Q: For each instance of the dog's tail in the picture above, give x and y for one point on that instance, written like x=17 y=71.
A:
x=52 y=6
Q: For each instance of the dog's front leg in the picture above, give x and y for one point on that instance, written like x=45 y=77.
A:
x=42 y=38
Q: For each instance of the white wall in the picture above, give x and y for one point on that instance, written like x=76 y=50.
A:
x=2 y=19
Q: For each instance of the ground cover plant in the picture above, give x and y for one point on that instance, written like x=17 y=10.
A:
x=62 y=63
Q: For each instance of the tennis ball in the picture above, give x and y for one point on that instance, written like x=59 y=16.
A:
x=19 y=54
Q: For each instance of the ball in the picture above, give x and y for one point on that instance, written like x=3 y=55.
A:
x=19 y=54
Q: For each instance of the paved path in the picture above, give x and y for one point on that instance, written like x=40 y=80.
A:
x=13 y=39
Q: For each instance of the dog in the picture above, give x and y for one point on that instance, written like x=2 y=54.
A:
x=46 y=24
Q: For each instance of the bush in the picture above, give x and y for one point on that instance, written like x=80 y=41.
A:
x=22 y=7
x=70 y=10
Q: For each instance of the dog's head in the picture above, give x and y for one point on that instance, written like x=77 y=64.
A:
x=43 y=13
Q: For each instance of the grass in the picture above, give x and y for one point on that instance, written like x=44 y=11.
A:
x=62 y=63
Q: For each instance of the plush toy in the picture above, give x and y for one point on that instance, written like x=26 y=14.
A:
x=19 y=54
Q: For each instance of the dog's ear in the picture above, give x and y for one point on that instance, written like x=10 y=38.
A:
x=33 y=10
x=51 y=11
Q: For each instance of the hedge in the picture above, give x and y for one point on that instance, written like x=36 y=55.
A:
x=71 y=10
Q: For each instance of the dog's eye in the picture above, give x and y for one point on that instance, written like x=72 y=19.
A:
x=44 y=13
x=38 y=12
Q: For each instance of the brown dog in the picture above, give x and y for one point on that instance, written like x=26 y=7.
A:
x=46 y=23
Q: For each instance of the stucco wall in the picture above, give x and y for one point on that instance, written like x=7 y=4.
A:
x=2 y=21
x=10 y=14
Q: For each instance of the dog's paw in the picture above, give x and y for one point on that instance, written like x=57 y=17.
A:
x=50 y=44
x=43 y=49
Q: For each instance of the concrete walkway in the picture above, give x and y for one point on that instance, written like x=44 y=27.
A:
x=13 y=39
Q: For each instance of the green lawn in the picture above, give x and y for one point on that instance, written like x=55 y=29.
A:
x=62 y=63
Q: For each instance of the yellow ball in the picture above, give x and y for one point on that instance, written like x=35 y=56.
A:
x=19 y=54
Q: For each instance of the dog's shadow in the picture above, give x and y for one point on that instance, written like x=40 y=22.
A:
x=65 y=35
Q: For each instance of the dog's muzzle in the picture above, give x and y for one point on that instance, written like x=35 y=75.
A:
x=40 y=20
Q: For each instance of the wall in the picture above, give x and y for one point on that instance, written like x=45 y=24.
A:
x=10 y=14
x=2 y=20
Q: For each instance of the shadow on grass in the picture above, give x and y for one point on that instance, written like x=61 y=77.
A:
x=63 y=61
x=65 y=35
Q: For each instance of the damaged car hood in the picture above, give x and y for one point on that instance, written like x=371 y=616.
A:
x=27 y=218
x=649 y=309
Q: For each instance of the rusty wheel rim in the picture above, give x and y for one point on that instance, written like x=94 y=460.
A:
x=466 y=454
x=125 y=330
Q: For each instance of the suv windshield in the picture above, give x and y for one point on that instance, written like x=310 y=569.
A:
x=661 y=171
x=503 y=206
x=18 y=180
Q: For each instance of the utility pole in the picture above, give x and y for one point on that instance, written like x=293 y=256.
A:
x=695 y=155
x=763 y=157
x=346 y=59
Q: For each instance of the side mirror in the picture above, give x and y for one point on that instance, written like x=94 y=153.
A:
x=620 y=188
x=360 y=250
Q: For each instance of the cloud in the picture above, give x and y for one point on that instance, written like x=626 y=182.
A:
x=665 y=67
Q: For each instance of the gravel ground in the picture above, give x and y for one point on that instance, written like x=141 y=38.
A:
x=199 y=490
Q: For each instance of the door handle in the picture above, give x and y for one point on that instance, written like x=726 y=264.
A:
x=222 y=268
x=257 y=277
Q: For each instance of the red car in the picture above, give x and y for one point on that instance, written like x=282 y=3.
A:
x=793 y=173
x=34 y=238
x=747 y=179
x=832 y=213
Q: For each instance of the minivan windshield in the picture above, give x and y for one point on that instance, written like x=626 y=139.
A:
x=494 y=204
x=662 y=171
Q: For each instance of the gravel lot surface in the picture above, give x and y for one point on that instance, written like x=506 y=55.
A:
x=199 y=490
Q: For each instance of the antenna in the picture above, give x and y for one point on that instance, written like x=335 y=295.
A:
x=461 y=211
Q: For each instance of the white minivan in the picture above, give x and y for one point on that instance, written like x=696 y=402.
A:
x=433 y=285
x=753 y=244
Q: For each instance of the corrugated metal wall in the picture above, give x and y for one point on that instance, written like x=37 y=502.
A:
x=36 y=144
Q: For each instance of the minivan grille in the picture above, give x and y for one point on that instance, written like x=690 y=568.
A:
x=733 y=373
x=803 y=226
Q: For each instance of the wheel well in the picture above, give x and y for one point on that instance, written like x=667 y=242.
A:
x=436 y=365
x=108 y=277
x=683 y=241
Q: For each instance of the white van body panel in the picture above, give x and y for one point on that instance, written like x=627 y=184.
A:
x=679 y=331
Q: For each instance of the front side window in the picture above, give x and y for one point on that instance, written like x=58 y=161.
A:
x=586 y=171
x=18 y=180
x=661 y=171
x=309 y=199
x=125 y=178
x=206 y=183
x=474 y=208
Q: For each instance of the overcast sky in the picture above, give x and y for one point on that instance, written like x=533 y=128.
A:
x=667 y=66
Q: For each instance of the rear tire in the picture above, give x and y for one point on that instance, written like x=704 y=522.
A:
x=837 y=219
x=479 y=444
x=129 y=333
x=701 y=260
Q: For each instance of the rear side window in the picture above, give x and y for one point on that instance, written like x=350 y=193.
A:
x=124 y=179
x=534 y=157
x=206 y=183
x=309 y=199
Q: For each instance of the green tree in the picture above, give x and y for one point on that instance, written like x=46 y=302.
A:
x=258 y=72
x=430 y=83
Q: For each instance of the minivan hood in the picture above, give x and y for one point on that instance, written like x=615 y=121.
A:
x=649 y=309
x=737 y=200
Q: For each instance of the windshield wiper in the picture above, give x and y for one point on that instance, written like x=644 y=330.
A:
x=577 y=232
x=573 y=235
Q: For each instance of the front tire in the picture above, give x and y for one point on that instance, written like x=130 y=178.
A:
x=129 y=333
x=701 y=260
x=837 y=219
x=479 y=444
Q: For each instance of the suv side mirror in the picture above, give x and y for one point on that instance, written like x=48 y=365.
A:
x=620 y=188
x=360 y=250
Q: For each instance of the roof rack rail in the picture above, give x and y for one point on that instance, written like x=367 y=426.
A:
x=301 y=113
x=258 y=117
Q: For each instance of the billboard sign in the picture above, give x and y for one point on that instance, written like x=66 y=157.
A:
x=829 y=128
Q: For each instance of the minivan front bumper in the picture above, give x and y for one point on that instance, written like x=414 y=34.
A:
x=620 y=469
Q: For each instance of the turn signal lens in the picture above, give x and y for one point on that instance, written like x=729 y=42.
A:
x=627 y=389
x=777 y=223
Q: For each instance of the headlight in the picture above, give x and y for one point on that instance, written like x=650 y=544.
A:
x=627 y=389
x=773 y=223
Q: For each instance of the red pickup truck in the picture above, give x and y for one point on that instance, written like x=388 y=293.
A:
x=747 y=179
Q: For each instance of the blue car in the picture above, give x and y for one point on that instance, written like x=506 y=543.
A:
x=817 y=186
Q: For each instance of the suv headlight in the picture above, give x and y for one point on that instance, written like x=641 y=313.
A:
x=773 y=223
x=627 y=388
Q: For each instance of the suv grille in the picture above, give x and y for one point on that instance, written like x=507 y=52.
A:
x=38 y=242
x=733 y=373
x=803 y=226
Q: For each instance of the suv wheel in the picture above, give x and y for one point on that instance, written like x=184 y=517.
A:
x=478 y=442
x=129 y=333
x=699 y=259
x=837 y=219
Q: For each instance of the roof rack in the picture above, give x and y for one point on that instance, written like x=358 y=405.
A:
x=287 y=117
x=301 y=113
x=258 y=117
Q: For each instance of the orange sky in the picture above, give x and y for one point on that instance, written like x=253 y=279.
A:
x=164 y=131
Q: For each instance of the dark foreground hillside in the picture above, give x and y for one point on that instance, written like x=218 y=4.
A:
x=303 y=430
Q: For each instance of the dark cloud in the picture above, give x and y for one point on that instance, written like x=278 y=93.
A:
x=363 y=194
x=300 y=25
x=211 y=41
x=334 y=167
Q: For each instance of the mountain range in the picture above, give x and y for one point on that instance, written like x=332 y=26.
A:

_ _ _ _ _

**REQUIRED ACTION**
From the entries, count the lines that hold the string "window". Nothing but the number is needed.

**PROBLEM SOLUTION**
2